-- Start --

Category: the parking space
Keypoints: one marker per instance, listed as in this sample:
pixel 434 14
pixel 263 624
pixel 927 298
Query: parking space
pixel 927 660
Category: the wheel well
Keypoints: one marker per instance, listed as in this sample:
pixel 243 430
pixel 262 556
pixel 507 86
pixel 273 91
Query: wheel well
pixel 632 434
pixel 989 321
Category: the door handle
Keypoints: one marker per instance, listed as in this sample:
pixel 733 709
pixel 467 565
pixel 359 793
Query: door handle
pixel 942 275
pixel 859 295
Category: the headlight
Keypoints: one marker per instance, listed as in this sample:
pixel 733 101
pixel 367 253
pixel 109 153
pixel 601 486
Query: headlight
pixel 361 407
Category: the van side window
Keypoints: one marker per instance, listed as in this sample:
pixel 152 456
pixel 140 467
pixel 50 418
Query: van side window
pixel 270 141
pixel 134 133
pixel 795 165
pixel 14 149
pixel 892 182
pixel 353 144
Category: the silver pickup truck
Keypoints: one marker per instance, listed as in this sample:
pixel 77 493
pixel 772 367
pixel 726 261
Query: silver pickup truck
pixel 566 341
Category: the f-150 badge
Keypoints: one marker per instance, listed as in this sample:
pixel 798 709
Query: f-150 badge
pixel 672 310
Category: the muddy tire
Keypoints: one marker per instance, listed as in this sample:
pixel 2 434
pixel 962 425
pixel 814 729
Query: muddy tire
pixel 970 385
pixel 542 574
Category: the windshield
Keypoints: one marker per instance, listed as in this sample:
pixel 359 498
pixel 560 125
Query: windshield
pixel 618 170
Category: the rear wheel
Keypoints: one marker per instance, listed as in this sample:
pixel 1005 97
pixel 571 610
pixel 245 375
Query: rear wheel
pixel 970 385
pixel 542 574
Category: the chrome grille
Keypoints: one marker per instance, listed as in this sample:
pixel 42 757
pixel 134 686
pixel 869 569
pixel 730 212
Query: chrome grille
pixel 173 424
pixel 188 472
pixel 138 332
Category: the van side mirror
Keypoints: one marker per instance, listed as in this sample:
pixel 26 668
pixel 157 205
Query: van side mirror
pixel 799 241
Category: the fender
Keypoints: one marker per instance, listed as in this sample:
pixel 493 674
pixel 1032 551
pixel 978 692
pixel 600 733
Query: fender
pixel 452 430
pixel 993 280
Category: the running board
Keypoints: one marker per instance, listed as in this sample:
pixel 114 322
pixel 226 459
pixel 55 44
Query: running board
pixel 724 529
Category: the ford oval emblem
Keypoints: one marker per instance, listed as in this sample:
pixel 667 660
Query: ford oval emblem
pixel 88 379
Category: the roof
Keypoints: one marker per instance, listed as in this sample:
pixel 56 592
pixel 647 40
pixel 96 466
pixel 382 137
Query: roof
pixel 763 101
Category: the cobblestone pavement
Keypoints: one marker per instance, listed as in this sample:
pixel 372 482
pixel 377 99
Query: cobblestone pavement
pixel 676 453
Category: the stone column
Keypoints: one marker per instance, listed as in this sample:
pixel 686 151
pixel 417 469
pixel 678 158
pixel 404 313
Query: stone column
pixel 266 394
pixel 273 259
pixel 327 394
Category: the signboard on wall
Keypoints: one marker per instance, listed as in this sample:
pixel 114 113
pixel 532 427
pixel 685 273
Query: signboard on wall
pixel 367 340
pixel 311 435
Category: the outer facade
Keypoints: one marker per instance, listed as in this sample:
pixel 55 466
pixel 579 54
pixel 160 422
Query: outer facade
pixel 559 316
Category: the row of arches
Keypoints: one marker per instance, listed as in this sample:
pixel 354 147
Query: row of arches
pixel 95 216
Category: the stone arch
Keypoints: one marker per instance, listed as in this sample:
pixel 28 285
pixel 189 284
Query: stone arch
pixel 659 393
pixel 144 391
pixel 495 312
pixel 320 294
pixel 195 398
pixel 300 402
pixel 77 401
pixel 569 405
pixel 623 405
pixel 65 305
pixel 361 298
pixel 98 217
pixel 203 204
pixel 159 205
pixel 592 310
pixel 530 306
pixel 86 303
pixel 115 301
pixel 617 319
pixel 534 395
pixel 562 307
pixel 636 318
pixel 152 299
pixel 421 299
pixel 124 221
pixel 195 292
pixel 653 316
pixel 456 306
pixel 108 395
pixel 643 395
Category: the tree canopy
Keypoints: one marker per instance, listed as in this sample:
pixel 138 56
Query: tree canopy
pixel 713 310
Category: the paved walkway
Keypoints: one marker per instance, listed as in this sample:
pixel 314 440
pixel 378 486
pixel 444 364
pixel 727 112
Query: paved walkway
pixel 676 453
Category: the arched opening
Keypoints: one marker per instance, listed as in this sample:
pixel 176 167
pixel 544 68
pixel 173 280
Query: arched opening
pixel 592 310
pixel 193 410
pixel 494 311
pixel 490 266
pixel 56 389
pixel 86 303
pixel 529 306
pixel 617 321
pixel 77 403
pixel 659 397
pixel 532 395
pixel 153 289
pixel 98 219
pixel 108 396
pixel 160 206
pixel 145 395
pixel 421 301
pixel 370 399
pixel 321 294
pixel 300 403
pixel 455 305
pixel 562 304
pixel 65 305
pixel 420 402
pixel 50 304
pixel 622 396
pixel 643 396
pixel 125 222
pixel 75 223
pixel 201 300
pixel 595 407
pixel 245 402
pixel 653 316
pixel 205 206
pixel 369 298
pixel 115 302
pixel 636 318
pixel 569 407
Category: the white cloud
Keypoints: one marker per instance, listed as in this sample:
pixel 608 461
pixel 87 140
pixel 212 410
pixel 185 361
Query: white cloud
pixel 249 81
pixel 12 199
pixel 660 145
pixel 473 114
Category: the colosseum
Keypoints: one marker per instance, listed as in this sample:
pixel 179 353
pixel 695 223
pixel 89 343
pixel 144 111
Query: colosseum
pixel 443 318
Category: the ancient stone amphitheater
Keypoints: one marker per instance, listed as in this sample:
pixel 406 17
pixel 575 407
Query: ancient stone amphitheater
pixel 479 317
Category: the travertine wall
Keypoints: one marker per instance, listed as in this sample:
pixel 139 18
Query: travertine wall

-- End --

§ Set task: Give every line of the material above as a JSON list of strings, one string per line, leaving out blank lines.

§ Result below:
[
  "Category: the parking space",
  "Keypoints: one marker per instance, listed as in this sample:",
  "pixel 434 14",
  "pixel 263 624",
  "pixel 927 298",
  "Query: parking space",
  "pixel 927 660",
  "Category: the wheel well",
  "Keypoints: one marker per instance, listed as in this sample:",
  "pixel 243 430",
  "pixel 262 556",
  "pixel 507 86",
  "pixel 273 91",
  "Query: wheel well",
  "pixel 632 434",
  "pixel 989 321",
  "Category: the door handle",
  "Keypoints: one marker per instance, listed as in this sample:",
  "pixel 733 709",
  "pixel 467 565",
  "pixel 359 793",
  "Query: door handle",
  "pixel 942 275",
  "pixel 859 295",
  "Category: the headlight",
  "Keypoints: one marker per instance, listed as in this sample:",
  "pixel 733 101",
  "pixel 367 253",
  "pixel 109 153",
  "pixel 601 486",
  "Query: headlight",
  "pixel 361 407",
  "Category: the van side window",
  "Keypoints: one marker per instance, listed as in this sample:",
  "pixel 152 456",
  "pixel 140 467",
  "pixel 50 418",
  "Query: van side window",
  "pixel 270 141",
  "pixel 134 133",
  "pixel 795 165",
  "pixel 14 149",
  "pixel 892 182",
  "pixel 353 144",
  "Category: the silver pickup truck",
  "Keypoints: one marker per instance, listed as in this sample:",
  "pixel 77 493",
  "pixel 772 367",
  "pixel 726 261",
  "Query: silver pickup truck",
  "pixel 566 341",
  "Category: the f-150 badge",
  "Keypoints: one marker per instance, listed as in this sample:",
  "pixel 798 709",
  "Query: f-150 badge",
  "pixel 672 310",
  "Category: the muddy tire",
  "Keypoints: one marker per instance, listed as in this sample:",
  "pixel 2 434",
  "pixel 962 425",
  "pixel 814 729",
  "Query: muddy tire",
  "pixel 970 385",
  "pixel 542 574",
  "Category: the windshield",
  "Keypoints: one marker per instance, listed as in this sample:",
  "pixel 359 498",
  "pixel 560 125",
  "Query: windshield",
  "pixel 618 170",
  "Category: the rear wheel",
  "Keypoints: one marker per instance, listed as in this sample:",
  "pixel 1005 97",
  "pixel 571 610",
  "pixel 245 375",
  "Query: rear wheel",
  "pixel 970 385",
  "pixel 542 574",
  "Category: the chrome grille",
  "Keypoints: one marker per instance, listed as in this sample:",
  "pixel 42 757",
  "pixel 134 686",
  "pixel 869 569",
  "pixel 730 212",
  "Query: chrome grille",
  "pixel 173 424",
  "pixel 188 472",
  "pixel 138 332",
  "Category: the van side mirror",
  "Keypoints: one marker per instance, listed as in this sample:",
  "pixel 26 668",
  "pixel 157 205",
  "Query: van side mirror",
  "pixel 799 241",
  "Category: the fender",
  "Keypoints: one marker per instance, listed as in this sample:",
  "pixel 493 674",
  "pixel 1032 551",
  "pixel 978 692",
  "pixel 600 733",
  "Query: fender",
  "pixel 452 430",
  "pixel 993 280",
  "Category: the running board",
  "Keypoints: one marker per instance, listed as in this sample:",
  "pixel 114 322",
  "pixel 226 459",
  "pixel 55 44",
  "Query: running board",
  "pixel 724 529",
  "Category: the ford oval emblem",
  "Keypoints: one marker per instance, listed as in this sample:",
  "pixel 667 660",
  "Query: ford oval emblem",
  "pixel 88 379",
  "Category: the roof",
  "Keypoints: one marker per instance, listed as in this sample:",
  "pixel 56 592",
  "pixel 647 40",
  "pixel 96 466",
  "pixel 382 137",
  "Query: roof",
  "pixel 763 101",
  "Category: the cobblestone pavement",
  "Keypoints: one marker per instance, listed as in this sample:",
  "pixel 372 482",
  "pixel 377 99",
  "Query: cobblestone pavement",
  "pixel 676 453",
  "Category: the stone column",
  "Keypoints: one marker per instance, listed as in this sample:",
  "pixel 686 151",
  "pixel 417 469",
  "pixel 678 158",
  "pixel 404 313",
  "Query: stone column",
  "pixel 266 394",
  "pixel 273 259",
  "pixel 327 394",
  "Category: the signboard on wall",
  "Keypoints: one marker per instance, listed as in this sample:",
  "pixel 114 113",
  "pixel 532 427",
  "pixel 685 273",
  "Query: signboard on wall",
  "pixel 367 340",
  "pixel 311 435",
  "Category: the outer facade",
  "Keypoints: one marker per instance, listed as in this sample:",
  "pixel 55 466",
  "pixel 579 54",
  "pixel 160 422",
  "Query: outer facade",
  "pixel 559 316",
  "Category: the row of arches",
  "Keypoints: one marker per instance, listed as in this sample:",
  "pixel 354 147",
  "Query: row of arches",
  "pixel 95 216",
  "Category: the stone arch",
  "Keypoints: one marker per instance, listed as in this sample:",
  "pixel 28 285",
  "pixel 189 284",
  "Query: stone arch",
  "pixel 659 393",
  "pixel 144 391",
  "pixel 495 312",
  "pixel 320 294",
  "pixel 195 398",
  "pixel 300 402",
  "pixel 77 401",
  "pixel 569 405",
  "pixel 623 405",
  "pixel 65 305",
  "pixel 361 298",
  "pixel 98 217",
  "pixel 203 204",
  "pixel 159 205",
  "pixel 592 310",
  "pixel 530 306",
  "pixel 86 303",
  "pixel 115 301",
  "pixel 617 319",
  "pixel 534 395",
  "pixel 562 307",
  "pixel 636 318",
  "pixel 152 299",
  "pixel 421 299",
  "pixel 124 221",
  "pixel 195 292",
  "pixel 653 316",
  "pixel 456 306",
  "pixel 108 395",
  "pixel 643 395",
  "Category: the tree canopy",
  "Keypoints: one marker per instance, listed as in this sample:",
  "pixel 138 56",
  "Query: tree canopy",
  "pixel 713 310",
  "Category: the paved walkway",
  "Keypoints: one marker per instance, listed as in this sample:",
  "pixel 314 440",
  "pixel 378 486",
  "pixel 444 364",
  "pixel 727 112",
  "Query: paved walkway",
  "pixel 676 453",
  "Category: the arched opening",
  "Keypoints: one marker per instance, listed as in this sample:",
  "pixel 176 167",
  "pixel 544 68",
  "pixel 173 280",
  "Query: arched opening",
  "pixel 592 310",
  "pixel 193 410",
  "pixel 494 311",
  "pixel 490 266",
  "pixel 56 389",
  "pixel 86 303",
  "pixel 529 306",
  "pixel 617 321",
  "pixel 77 403",
  "pixel 659 397",
  "pixel 532 395",
  "pixel 153 289",
  "pixel 98 219",
  "pixel 108 396",
  "pixel 160 206",
  "pixel 145 395",
  "pixel 421 301",
  "pixel 370 399",
  "pixel 321 294",
  "pixel 300 403",
  "pixel 455 305",
  "pixel 562 304",
  "pixel 65 305",
  "pixel 420 402",
  "pixel 50 304",
  "pixel 622 396",
  "pixel 643 396",
  "pixel 125 222",
  "pixel 75 223",
  "pixel 201 300",
  "pixel 595 407",
  "pixel 245 402",
  "pixel 653 316",
  "pixel 205 206",
  "pixel 369 298",
  "pixel 115 302",
  "pixel 636 318",
  "pixel 569 407",
  "Category: the white cloud",
  "Keypoints: one marker per instance, listed as in this sample:",
  "pixel 608 461",
  "pixel 87 140",
  "pixel 212 410",
  "pixel 185 361",
  "Query: white cloud",
  "pixel 249 81",
  "pixel 12 199",
  "pixel 660 145",
  "pixel 473 114",
  "Category: the colosseum",
  "Keypoints: one marker per instance, listed as in this sample:",
  "pixel 179 353",
  "pixel 695 223",
  "pixel 89 343",
  "pixel 144 111",
  "Query: colosseum",
  "pixel 443 318",
  "Category: the ancient stone amphitheater",
  "Keypoints: one marker per instance, listed as in this sample:",
  "pixel 406 17",
  "pixel 575 407",
  "Query: ancient stone amphitheater",
  "pixel 479 317",
  "Category: the travertine wall",
  "Keypoints: one marker per instance, listed as in this sample:",
  "pixel 139 18",
  "Query: travertine wall"
]